──────── Records for this exercise
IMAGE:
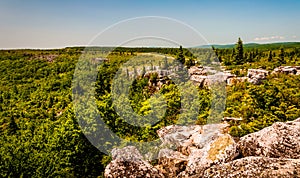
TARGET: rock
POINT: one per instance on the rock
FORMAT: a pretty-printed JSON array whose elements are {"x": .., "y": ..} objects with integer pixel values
[
  {"x": 255, "y": 167},
  {"x": 235, "y": 80},
  {"x": 293, "y": 70},
  {"x": 128, "y": 162},
  {"x": 281, "y": 140},
  {"x": 178, "y": 136},
  {"x": 219, "y": 150},
  {"x": 171, "y": 162},
  {"x": 255, "y": 76}
]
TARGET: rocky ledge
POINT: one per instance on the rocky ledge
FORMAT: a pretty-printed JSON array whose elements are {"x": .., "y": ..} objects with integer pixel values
────────────────
◆ Task statement ◆
Each line of the data above is to be output exactly; the pictures are not to appear.

◆ Written solution ◆
IMAGE:
TARGET: rock
POINT: one per instance on the rock
FORMAT: a pretty-printed JSON array whose elements are {"x": .., "y": ..} objects with integer pixel values
[
  {"x": 255, "y": 167},
  {"x": 235, "y": 80},
  {"x": 293, "y": 70},
  {"x": 128, "y": 162},
  {"x": 281, "y": 140},
  {"x": 178, "y": 136},
  {"x": 219, "y": 150},
  {"x": 171, "y": 162},
  {"x": 255, "y": 76}
]
TARGET: rocky ledge
POINT: one per instance on the rocky ledge
FORMAT: a pretty-printed JSON array whose elements are {"x": .., "y": ..} objects with integer pixel values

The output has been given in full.